## Written request
Reproduce every line of the listing below, from the line containing "Where can you spot the parked" through the end of the listing, with both ends included and the requests kept as they are. Multiply each coordinate in the answers by 1.95 and round to the nearest whole number, rounding halves up.

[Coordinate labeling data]
## BEGIN

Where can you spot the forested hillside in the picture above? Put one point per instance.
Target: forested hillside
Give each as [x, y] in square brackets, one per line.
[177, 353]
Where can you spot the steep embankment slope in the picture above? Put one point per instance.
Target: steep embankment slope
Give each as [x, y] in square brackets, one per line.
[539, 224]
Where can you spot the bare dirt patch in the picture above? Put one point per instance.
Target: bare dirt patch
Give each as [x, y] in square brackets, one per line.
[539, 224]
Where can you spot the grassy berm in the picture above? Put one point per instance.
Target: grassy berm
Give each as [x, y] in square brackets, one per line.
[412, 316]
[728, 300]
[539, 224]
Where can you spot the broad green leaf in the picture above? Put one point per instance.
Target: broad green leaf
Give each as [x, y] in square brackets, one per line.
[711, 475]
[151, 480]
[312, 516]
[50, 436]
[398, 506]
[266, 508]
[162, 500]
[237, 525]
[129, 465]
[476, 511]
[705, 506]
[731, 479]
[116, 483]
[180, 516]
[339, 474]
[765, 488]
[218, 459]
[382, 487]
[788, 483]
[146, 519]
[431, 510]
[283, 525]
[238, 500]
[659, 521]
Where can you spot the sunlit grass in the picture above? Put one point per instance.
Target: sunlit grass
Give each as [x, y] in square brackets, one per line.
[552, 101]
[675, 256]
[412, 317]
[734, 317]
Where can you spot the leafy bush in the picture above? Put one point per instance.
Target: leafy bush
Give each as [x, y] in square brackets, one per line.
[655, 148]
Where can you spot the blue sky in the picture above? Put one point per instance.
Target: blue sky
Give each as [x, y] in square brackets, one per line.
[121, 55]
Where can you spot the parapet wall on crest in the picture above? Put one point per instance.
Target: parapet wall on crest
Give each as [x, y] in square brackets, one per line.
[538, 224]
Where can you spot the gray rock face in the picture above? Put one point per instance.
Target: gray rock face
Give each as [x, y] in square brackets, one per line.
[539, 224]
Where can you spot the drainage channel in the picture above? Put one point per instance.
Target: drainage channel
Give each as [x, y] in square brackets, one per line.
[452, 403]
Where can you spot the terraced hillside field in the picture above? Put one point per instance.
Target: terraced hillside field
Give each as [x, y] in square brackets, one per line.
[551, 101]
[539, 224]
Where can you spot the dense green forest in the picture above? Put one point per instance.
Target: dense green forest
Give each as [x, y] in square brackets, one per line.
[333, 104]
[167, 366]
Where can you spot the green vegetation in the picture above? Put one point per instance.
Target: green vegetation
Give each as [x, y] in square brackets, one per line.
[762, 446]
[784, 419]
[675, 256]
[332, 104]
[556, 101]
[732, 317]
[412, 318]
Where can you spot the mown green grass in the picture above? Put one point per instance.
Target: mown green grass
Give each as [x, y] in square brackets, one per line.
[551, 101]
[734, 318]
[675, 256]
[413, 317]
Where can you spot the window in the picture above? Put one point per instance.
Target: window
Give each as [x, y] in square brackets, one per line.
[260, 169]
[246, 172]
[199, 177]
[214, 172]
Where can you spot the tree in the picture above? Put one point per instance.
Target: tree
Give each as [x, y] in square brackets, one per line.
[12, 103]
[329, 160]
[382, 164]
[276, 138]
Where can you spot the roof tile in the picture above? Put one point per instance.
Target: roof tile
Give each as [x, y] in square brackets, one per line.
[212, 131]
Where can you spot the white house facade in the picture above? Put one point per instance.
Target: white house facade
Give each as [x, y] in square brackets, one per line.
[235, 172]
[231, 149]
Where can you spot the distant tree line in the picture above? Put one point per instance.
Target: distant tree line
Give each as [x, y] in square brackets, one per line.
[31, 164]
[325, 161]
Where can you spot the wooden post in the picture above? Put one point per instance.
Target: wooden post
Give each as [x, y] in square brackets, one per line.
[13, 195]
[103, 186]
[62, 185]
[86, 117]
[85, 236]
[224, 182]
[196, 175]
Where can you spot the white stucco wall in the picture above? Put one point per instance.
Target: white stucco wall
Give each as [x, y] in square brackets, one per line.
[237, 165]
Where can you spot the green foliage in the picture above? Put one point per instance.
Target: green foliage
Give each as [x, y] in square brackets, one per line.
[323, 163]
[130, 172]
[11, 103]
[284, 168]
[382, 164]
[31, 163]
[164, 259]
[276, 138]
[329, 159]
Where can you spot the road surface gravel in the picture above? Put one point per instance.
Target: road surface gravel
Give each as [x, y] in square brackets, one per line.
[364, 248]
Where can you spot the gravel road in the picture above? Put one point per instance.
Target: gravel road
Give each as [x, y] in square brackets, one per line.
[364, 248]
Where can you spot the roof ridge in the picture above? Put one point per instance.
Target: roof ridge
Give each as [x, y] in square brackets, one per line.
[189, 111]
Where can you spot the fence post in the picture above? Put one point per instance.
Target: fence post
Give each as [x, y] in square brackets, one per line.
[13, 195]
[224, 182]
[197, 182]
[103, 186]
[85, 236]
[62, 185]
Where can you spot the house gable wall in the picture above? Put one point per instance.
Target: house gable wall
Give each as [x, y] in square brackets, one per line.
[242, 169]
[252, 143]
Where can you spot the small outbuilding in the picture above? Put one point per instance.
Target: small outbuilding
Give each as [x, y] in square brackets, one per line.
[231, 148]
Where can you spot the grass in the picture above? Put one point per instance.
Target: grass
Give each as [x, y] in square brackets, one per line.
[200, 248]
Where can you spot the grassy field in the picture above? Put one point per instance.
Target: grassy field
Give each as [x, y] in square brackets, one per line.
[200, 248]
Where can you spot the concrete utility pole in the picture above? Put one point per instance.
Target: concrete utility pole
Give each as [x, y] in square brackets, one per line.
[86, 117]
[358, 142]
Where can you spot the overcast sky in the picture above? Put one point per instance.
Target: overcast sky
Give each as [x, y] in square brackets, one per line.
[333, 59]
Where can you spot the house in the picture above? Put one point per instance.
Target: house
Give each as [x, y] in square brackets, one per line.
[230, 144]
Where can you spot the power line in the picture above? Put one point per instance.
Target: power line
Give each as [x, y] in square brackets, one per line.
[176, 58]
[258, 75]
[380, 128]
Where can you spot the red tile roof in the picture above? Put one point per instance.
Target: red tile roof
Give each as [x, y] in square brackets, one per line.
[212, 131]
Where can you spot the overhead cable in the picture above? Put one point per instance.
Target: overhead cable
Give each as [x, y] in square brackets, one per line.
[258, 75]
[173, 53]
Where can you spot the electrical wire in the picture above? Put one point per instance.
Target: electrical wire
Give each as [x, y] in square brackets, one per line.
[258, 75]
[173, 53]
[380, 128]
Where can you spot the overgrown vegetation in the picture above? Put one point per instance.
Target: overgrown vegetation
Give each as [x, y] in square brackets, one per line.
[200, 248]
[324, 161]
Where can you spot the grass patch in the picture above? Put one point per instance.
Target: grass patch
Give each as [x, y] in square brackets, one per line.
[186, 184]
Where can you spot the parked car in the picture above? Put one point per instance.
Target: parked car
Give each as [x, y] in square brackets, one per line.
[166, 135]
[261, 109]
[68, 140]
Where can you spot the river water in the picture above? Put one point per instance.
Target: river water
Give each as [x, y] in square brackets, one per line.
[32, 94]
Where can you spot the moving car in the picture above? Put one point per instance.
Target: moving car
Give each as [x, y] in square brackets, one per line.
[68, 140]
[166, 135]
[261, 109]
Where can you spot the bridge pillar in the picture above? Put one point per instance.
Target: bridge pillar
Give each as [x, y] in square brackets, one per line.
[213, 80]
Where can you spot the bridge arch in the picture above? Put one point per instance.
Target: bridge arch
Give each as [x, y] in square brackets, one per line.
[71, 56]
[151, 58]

## END

## Response to the exercise
Where can you spot the parked car in the picture above? Put one point per instance.
Target: parked car
Give each as [x, y] in square brackets, one per line.
[324, 263]
[509, 213]
[133, 273]
Where can you spot the river water in the picture above? Put one point per instance.
Target: river water
Give each as [x, y] in square brackets, one per line.
[62, 183]
Where can you spot the moving car in the picture above? Put one point per instance.
Target: moving car
Give each as [x, y] in square brackets, one per line.
[133, 273]
[324, 263]
[509, 213]
Where can you spot the bridge pillar in the picture above? Put one point per instance.
Target: bridge pillar
Give each as [x, y] in square brackets, one per line.
[415, 156]
Where can you spot the bridge arch in the picture above? Put one point per instance.
Target: bridge arch
Give each as [x, y] in square brackets, one per line.
[138, 109]
[294, 113]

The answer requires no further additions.